> _Set task_:
Which lines in the items below contain the word "woman"? Pull out each of them and copy it whole.

※ ※ ※

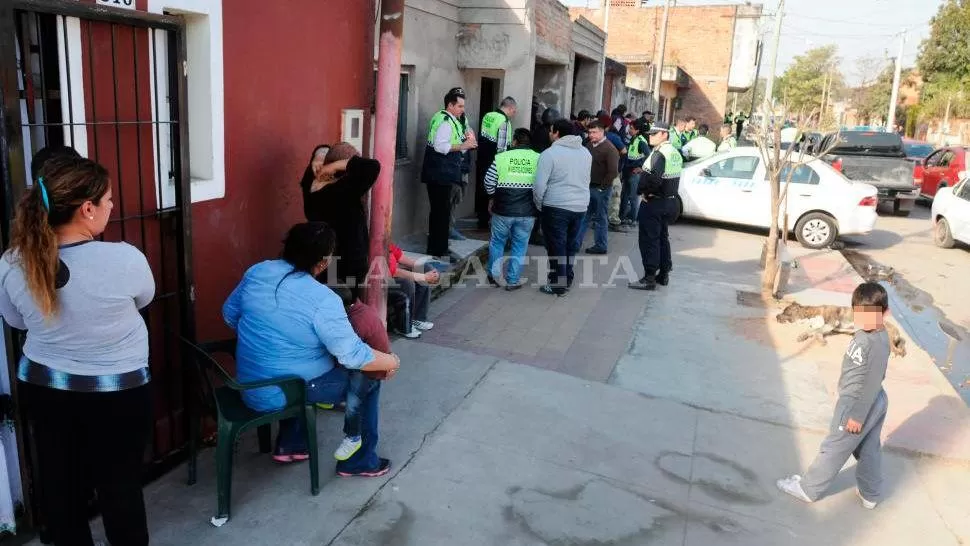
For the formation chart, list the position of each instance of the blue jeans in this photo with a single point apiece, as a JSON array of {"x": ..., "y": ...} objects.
[
  {"x": 630, "y": 200},
  {"x": 560, "y": 227},
  {"x": 598, "y": 215},
  {"x": 504, "y": 228},
  {"x": 334, "y": 387}
]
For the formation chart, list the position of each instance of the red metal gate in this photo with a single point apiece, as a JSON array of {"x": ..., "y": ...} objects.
[{"x": 110, "y": 83}]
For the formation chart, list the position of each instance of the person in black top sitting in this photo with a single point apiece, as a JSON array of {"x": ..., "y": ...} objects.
[{"x": 334, "y": 191}]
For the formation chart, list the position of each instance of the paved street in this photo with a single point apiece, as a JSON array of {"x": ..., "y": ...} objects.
[
  {"x": 937, "y": 276},
  {"x": 606, "y": 417}
]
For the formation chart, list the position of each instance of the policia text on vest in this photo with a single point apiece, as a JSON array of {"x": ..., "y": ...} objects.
[{"x": 511, "y": 183}]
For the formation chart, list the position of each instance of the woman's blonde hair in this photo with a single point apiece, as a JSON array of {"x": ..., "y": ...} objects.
[{"x": 62, "y": 186}]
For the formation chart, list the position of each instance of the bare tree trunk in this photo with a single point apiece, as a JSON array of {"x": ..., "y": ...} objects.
[{"x": 774, "y": 181}]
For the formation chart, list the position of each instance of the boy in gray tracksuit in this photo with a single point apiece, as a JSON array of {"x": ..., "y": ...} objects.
[{"x": 860, "y": 410}]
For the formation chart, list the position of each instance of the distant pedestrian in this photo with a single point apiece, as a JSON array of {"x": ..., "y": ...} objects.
[
  {"x": 442, "y": 168},
  {"x": 561, "y": 194},
  {"x": 83, "y": 377},
  {"x": 581, "y": 123},
  {"x": 603, "y": 171},
  {"x": 615, "y": 222},
  {"x": 636, "y": 154},
  {"x": 700, "y": 147},
  {"x": 496, "y": 137},
  {"x": 678, "y": 133},
  {"x": 728, "y": 140},
  {"x": 739, "y": 124},
  {"x": 509, "y": 183},
  {"x": 690, "y": 132},
  {"x": 540, "y": 138},
  {"x": 860, "y": 411},
  {"x": 647, "y": 118},
  {"x": 658, "y": 187},
  {"x": 332, "y": 193}
]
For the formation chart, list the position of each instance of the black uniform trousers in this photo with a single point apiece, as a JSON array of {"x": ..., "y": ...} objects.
[
  {"x": 439, "y": 218},
  {"x": 91, "y": 442},
  {"x": 654, "y": 216}
]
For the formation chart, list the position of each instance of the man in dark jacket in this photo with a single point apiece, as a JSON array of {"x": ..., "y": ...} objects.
[
  {"x": 606, "y": 159},
  {"x": 659, "y": 183},
  {"x": 509, "y": 183},
  {"x": 442, "y": 168},
  {"x": 496, "y": 136}
]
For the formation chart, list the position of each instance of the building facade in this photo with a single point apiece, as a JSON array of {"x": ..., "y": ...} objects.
[
  {"x": 491, "y": 48},
  {"x": 205, "y": 113},
  {"x": 710, "y": 51}
]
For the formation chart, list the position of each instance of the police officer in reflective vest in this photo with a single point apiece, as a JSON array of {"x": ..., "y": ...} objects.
[
  {"x": 496, "y": 137},
  {"x": 442, "y": 167},
  {"x": 659, "y": 183},
  {"x": 509, "y": 182},
  {"x": 636, "y": 155}
]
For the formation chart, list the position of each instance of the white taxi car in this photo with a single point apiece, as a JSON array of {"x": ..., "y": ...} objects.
[
  {"x": 822, "y": 204},
  {"x": 951, "y": 214}
]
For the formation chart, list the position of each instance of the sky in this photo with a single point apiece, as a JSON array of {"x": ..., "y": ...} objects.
[{"x": 860, "y": 28}]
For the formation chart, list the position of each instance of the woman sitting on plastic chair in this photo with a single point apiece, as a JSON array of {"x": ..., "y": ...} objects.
[{"x": 283, "y": 317}]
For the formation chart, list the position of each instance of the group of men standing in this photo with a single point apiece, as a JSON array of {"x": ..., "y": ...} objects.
[{"x": 604, "y": 173}]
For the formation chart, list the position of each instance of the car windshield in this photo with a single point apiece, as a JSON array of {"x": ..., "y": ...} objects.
[
  {"x": 870, "y": 143},
  {"x": 918, "y": 150}
]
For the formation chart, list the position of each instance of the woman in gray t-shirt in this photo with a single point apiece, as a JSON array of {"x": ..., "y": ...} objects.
[{"x": 84, "y": 375}]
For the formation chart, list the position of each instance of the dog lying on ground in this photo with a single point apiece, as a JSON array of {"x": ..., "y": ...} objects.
[{"x": 834, "y": 319}]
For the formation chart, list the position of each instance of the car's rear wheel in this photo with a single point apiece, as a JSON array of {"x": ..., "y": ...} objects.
[
  {"x": 942, "y": 235},
  {"x": 816, "y": 230},
  {"x": 898, "y": 212}
]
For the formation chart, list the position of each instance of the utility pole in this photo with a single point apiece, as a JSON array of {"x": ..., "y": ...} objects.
[
  {"x": 825, "y": 86},
  {"x": 606, "y": 103},
  {"x": 385, "y": 142},
  {"x": 659, "y": 67},
  {"x": 891, "y": 120},
  {"x": 767, "y": 105},
  {"x": 757, "y": 74},
  {"x": 946, "y": 116}
]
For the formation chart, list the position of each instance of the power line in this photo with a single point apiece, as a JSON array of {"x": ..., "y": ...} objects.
[
  {"x": 848, "y": 36},
  {"x": 842, "y": 21}
]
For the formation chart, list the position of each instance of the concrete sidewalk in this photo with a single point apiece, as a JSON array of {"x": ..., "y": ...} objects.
[
  {"x": 928, "y": 416},
  {"x": 608, "y": 416}
]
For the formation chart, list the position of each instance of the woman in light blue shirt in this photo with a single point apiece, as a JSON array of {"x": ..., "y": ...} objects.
[{"x": 288, "y": 323}]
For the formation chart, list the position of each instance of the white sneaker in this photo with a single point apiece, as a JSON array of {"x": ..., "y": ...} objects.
[
  {"x": 347, "y": 448},
  {"x": 793, "y": 486},
  {"x": 422, "y": 325},
  {"x": 867, "y": 504}
]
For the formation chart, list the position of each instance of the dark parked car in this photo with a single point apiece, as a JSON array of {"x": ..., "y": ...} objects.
[{"x": 876, "y": 158}]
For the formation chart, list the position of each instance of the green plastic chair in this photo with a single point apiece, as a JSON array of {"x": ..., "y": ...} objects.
[{"x": 234, "y": 417}]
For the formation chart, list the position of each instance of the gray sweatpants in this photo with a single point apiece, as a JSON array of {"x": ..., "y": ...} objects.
[{"x": 840, "y": 444}]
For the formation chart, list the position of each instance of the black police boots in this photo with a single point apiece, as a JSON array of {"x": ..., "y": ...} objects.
[{"x": 649, "y": 282}]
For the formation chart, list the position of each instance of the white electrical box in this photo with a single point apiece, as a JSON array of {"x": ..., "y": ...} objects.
[{"x": 352, "y": 131}]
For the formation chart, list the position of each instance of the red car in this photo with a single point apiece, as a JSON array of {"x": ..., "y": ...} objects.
[
  {"x": 941, "y": 169},
  {"x": 916, "y": 151}
]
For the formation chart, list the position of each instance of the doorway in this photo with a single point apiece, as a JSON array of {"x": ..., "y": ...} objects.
[
  {"x": 110, "y": 84},
  {"x": 491, "y": 87}
]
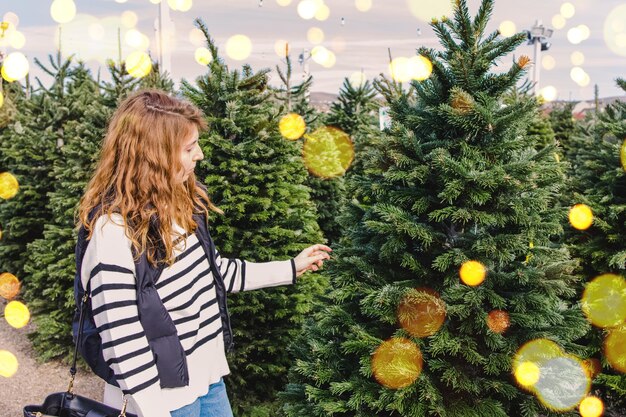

※ ※ ※

> _The answer_:
For the formation chart, list the position of each instance of the woman's blonde hair in this photo with a single point apiece, as a JSON array of {"x": ..., "y": ...} objects.
For the formation chart, list the position of each instance of the woman sitting on plastic chair in this photo with a single point apiece, as a JSON array of {"x": ..., "y": ...} objects.
For the formation chart, list the position of each instance of the woman in gray t-shirt in this photo with a single point apiece, as a JSON array of {"x": ..., "y": ...} objects.
For the formation chart, list the position of each instance of the woman in light blue shirt in this photo with a single point apiece, as a JSON array of {"x": ..., "y": ...} objects.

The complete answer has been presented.